Data listing
■ ■ ■ ■ ■ ■ ■

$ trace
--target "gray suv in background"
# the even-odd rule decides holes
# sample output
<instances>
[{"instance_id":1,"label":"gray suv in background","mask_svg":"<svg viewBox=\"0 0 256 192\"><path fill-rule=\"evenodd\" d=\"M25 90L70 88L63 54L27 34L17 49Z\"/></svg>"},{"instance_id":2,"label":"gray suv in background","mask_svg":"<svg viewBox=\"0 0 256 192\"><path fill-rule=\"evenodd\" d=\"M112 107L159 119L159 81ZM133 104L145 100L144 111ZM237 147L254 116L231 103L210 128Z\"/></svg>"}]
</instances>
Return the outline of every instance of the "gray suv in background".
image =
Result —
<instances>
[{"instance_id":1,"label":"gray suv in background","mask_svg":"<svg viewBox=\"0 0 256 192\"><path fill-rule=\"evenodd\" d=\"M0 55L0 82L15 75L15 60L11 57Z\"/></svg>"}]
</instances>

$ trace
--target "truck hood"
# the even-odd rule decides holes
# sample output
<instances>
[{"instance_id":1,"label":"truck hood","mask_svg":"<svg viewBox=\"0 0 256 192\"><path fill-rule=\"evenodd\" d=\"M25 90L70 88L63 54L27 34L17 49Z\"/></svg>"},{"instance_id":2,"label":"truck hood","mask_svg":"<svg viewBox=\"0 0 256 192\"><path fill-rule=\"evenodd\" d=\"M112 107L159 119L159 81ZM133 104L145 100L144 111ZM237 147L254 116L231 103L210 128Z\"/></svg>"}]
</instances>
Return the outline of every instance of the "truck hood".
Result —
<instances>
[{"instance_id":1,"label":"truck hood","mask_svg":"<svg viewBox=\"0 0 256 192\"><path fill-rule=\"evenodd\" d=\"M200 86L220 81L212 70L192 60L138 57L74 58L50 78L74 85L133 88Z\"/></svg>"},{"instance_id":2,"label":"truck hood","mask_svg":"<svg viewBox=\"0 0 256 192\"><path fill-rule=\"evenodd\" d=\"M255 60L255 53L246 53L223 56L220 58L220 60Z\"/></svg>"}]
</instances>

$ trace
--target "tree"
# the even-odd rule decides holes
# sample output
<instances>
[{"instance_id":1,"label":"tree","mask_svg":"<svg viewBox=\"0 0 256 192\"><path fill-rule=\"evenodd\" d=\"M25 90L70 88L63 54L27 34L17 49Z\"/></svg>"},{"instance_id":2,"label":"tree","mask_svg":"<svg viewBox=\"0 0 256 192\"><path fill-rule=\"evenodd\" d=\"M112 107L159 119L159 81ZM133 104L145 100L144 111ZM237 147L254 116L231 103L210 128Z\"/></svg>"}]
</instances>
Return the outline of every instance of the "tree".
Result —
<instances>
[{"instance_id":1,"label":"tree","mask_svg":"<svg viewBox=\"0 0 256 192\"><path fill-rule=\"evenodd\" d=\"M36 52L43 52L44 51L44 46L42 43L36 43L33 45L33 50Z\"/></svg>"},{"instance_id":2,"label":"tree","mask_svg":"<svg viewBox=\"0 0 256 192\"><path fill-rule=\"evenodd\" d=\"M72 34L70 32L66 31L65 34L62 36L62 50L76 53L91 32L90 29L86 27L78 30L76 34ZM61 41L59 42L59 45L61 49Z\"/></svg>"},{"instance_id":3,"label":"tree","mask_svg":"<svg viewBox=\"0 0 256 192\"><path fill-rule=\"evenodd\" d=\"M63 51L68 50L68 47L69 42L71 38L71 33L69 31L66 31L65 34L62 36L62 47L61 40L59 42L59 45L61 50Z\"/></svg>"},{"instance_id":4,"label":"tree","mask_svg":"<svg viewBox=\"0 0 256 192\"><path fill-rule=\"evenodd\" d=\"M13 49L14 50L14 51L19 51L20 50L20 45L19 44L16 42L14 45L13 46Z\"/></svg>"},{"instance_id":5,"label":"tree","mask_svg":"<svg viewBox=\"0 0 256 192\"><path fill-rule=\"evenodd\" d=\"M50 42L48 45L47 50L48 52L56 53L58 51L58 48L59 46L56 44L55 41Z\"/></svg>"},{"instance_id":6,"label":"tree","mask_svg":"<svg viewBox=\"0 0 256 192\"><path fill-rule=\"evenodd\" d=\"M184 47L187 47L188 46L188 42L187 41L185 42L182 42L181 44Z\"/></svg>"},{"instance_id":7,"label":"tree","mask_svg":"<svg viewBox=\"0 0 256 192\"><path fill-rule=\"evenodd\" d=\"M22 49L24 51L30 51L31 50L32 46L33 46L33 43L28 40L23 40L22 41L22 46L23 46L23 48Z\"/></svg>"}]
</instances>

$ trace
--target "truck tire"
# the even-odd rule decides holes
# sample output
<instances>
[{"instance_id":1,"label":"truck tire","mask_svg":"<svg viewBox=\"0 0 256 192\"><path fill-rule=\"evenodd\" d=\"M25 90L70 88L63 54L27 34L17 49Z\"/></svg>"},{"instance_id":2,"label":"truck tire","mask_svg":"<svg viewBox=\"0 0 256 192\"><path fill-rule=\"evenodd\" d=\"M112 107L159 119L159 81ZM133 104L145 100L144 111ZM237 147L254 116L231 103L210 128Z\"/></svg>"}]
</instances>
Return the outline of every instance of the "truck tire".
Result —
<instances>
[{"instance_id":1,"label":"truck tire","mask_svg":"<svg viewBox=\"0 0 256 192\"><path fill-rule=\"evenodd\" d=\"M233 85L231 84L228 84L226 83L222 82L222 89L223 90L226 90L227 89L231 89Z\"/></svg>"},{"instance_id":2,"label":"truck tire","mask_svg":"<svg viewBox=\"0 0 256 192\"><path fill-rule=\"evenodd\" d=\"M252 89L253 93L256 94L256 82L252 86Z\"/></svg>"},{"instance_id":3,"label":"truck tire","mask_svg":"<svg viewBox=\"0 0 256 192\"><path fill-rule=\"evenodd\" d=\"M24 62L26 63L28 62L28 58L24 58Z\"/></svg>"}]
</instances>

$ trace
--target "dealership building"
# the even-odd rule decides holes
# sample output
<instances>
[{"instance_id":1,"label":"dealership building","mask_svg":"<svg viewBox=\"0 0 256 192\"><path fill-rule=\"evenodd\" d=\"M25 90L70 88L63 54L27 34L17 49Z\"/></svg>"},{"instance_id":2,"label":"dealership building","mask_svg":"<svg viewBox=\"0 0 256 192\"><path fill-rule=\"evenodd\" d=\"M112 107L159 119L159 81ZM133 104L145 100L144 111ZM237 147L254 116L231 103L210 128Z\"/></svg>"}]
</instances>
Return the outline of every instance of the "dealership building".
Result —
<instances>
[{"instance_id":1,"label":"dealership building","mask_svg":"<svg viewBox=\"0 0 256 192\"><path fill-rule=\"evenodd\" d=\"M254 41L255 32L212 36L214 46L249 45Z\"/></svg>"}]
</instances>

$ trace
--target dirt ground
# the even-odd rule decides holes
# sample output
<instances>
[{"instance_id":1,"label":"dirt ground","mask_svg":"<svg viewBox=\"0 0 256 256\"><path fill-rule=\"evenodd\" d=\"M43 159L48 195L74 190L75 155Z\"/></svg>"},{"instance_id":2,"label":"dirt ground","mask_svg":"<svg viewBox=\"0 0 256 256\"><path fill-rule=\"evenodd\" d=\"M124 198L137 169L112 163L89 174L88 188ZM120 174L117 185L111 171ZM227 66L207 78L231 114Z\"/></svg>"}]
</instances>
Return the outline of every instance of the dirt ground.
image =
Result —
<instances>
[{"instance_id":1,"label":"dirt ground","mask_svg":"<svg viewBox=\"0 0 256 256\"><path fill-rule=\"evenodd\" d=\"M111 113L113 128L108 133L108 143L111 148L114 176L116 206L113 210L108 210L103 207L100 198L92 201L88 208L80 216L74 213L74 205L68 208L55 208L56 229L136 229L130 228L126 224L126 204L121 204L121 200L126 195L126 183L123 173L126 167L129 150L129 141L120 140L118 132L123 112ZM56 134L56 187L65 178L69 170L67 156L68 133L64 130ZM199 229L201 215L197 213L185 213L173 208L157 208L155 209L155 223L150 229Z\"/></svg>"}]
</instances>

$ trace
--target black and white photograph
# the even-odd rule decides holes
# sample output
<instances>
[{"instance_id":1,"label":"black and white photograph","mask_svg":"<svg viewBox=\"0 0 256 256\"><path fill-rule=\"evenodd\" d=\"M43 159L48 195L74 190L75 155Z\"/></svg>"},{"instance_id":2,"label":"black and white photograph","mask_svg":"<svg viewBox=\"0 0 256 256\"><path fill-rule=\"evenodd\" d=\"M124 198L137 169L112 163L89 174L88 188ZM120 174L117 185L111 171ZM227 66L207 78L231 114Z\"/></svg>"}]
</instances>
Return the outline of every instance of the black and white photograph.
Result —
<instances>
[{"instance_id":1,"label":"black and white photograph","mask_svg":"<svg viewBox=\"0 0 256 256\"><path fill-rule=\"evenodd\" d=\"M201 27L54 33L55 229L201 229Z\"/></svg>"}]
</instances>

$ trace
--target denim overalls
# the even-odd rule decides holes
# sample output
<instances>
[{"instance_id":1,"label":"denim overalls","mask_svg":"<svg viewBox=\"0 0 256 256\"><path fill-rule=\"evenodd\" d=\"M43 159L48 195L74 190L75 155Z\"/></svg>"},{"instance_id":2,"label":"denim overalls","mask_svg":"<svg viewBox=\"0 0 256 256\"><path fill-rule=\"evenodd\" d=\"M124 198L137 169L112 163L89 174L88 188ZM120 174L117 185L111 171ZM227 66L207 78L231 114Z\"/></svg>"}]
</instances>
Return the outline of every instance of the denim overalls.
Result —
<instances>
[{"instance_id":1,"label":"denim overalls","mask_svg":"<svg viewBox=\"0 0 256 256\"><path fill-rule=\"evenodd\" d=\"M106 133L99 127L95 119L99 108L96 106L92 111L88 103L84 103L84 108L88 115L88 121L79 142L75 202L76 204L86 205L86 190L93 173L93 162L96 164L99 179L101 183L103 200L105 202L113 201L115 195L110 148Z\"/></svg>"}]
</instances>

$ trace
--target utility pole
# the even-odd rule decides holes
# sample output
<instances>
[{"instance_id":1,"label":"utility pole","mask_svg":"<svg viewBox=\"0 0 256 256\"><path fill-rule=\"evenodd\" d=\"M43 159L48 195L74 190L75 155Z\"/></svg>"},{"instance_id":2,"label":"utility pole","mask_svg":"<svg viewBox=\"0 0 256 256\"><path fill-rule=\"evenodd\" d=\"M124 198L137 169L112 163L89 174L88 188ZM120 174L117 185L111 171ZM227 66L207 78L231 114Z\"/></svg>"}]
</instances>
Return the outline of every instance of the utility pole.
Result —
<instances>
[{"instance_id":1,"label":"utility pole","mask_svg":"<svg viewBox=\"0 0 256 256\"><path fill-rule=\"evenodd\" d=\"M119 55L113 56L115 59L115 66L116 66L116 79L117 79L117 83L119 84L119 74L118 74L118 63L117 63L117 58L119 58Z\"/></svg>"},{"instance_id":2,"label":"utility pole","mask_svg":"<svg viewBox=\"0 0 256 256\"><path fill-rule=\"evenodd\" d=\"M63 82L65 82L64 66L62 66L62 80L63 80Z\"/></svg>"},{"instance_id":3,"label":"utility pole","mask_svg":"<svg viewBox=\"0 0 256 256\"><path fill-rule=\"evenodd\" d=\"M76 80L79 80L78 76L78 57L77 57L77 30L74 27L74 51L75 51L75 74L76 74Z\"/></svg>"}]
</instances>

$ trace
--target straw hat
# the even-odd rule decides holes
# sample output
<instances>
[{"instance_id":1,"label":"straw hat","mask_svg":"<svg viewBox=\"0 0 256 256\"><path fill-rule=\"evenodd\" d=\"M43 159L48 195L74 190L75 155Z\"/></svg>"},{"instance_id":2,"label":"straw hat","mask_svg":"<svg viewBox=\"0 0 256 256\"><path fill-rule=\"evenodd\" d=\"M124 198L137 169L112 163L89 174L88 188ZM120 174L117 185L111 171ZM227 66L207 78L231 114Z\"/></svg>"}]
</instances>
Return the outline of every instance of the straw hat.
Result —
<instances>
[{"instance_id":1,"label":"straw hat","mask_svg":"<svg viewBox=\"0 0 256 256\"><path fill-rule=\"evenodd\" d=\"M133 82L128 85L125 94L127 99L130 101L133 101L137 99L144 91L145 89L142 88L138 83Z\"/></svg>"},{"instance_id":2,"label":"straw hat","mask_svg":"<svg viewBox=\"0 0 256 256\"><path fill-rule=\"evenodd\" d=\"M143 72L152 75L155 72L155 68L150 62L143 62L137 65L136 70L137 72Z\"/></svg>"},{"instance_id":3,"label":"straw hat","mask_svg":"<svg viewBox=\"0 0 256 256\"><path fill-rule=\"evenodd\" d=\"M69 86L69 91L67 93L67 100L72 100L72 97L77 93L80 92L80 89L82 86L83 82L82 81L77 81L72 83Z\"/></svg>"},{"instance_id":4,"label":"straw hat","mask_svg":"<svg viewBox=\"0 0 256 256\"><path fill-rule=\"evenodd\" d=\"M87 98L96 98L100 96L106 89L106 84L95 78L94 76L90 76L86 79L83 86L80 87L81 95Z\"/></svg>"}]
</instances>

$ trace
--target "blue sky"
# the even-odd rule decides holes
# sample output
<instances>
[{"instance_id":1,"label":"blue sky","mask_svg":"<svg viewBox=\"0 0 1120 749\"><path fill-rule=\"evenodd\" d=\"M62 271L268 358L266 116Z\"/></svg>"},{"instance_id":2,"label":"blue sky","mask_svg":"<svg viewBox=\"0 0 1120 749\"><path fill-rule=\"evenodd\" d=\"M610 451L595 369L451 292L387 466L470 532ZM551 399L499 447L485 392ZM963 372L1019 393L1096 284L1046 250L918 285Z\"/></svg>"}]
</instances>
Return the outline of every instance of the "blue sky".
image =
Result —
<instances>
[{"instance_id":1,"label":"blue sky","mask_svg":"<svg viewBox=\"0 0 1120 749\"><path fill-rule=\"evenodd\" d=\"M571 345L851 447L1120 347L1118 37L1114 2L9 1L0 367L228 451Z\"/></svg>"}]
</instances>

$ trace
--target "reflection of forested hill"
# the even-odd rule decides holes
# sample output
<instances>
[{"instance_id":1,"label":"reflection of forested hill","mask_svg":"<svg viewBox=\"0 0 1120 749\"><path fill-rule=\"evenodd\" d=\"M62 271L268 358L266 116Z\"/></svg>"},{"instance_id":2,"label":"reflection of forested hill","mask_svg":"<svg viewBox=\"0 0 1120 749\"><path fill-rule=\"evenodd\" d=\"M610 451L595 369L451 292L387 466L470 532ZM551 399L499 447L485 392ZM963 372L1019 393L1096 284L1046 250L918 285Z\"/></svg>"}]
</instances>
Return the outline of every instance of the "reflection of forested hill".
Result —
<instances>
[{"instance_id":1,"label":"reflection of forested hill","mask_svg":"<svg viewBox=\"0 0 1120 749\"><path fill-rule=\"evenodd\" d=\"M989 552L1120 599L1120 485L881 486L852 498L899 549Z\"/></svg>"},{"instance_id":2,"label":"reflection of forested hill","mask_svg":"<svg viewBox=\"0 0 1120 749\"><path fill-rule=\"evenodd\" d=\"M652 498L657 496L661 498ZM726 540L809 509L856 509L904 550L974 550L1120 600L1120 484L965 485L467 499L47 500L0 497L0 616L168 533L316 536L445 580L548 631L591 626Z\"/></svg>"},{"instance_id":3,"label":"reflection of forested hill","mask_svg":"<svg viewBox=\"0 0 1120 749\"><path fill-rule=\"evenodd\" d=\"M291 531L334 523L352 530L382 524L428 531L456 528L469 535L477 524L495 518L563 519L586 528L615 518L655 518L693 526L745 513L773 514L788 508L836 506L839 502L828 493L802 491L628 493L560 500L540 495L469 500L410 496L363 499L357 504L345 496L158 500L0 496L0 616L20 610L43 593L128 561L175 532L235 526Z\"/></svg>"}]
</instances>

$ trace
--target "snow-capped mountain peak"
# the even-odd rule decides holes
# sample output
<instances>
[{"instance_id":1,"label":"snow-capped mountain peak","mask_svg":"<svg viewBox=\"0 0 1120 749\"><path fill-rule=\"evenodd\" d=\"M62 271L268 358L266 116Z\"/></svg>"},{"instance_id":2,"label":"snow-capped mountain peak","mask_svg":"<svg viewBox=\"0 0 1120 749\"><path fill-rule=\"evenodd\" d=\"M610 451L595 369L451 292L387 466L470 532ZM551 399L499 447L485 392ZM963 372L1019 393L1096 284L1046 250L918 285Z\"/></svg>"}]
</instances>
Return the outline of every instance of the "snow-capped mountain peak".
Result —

■ ■ ■ ■ ■ ■ ■

▶ **Requirement**:
Pull out each line of the data above that contains the string "white".

▶ **Task answer**:
--target black and white photograph
[{"instance_id":1,"label":"black and white photograph","mask_svg":"<svg viewBox=\"0 0 256 256\"><path fill-rule=\"evenodd\" d=\"M43 159L48 195L74 190L75 155Z\"/></svg>"},{"instance_id":2,"label":"black and white photograph","mask_svg":"<svg viewBox=\"0 0 256 256\"><path fill-rule=\"evenodd\" d=\"M124 198L137 169L112 163L89 174L88 188ZM120 174L117 185L111 171ZM227 66L207 78L231 114Z\"/></svg>"}]
Return the outline of every instance of the black and white photograph.
[{"instance_id":1,"label":"black and white photograph","mask_svg":"<svg viewBox=\"0 0 256 256\"><path fill-rule=\"evenodd\" d=\"M201 27L54 33L55 229L201 229Z\"/></svg>"}]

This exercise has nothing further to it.